----- DOCUMENT EXCERPT -----

Fine-tuning the white balance of a RAW file
However you choose to initially correct your images for white balance — via pre-established settings or the eyedropper, you can fine-tune the
corrections using the Color temperature and Tint sliders. The Color temperature slider has a range of 2,000 °K to 50,000 °K, and can often
be combined with the Tint slider to remove residual colorcasts.

When you select a JPEG or TIFF file in the Image Browser to set the white balance, the RAW white balance palette changes automatically to
the RGB white balance palette, in which a simplified Color temperature slider is available in addition to the color picker. Strictly speaking, it is
not possible nor recommended to set the white balance for a JPEG or TIFF file, since the white balance has already been established by in-
camera processing. Therefore, any modification in one tonal range will produce imbalances in other tonal ranges: if we correct the midtone
greys, then highlight greys or low-key greys will inevitably suffer a slight colored hue. You can use either the color picker (eyedropper — see
above) or a dedicated slider, both available in the advanced settings (OS X), to move from cooler (blue) tones to warmer (yellow) tones and
vice-versa.

----- DATA EXTRACT -----

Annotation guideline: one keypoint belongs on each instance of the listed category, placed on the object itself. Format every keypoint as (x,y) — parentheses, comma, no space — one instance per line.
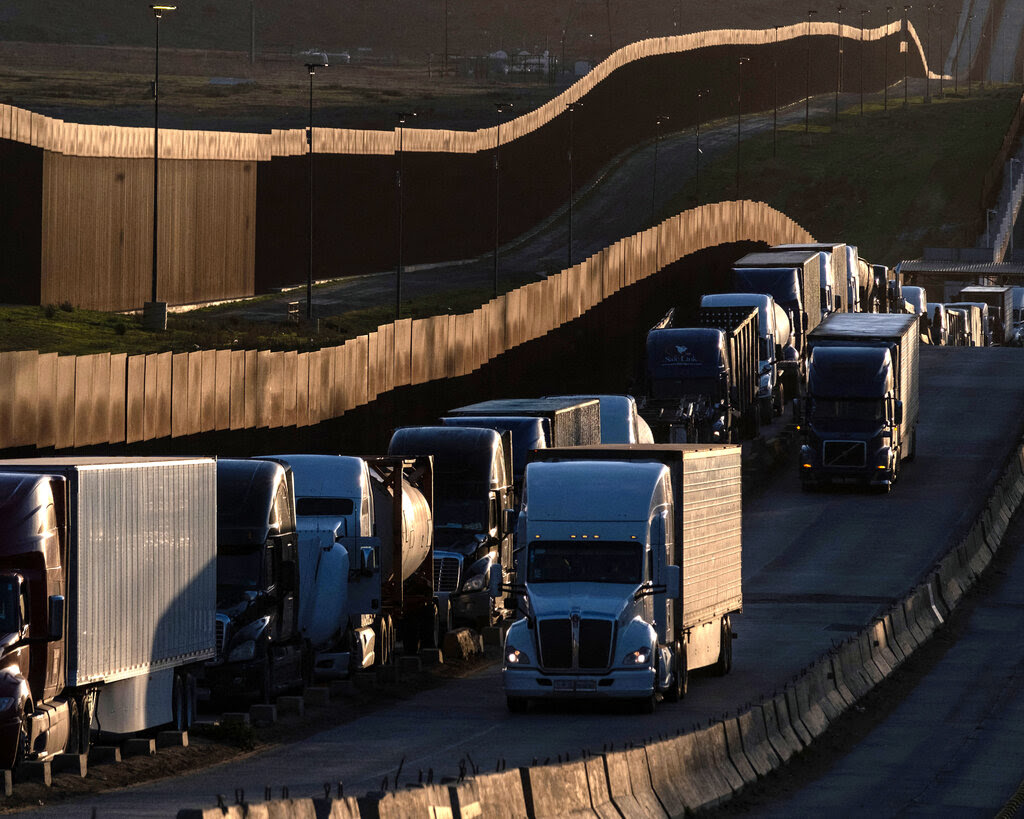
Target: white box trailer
(138,587)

-----

EXERCISE TASKS:
a: In the white balance excerpt, translate this sentence into Spanish: "The Color temperature slider has a range of 2,000 °K to 50,000 °K, and can often be combined with the Tint slider to remove residual colorcasts."
b: According to the white balance excerpt, what does the RAW white balance palette change to when a JPEG or TIFF file is selected in the Image Browser?
c: Name every kind of grey that the white balance excerpt mentions.

SOLUTIONS TO EACH TASK:
a: El control deslizante Color temperature tiene un rango de 2.000 °K a 50.000 °K y a menudo puede combinarse con el control deslizante Tint para eliminar dominantes de color residuales.

b: It changes automatically to the RGB white balance palette.

c: Midtone greys, highlight greys, low-key greys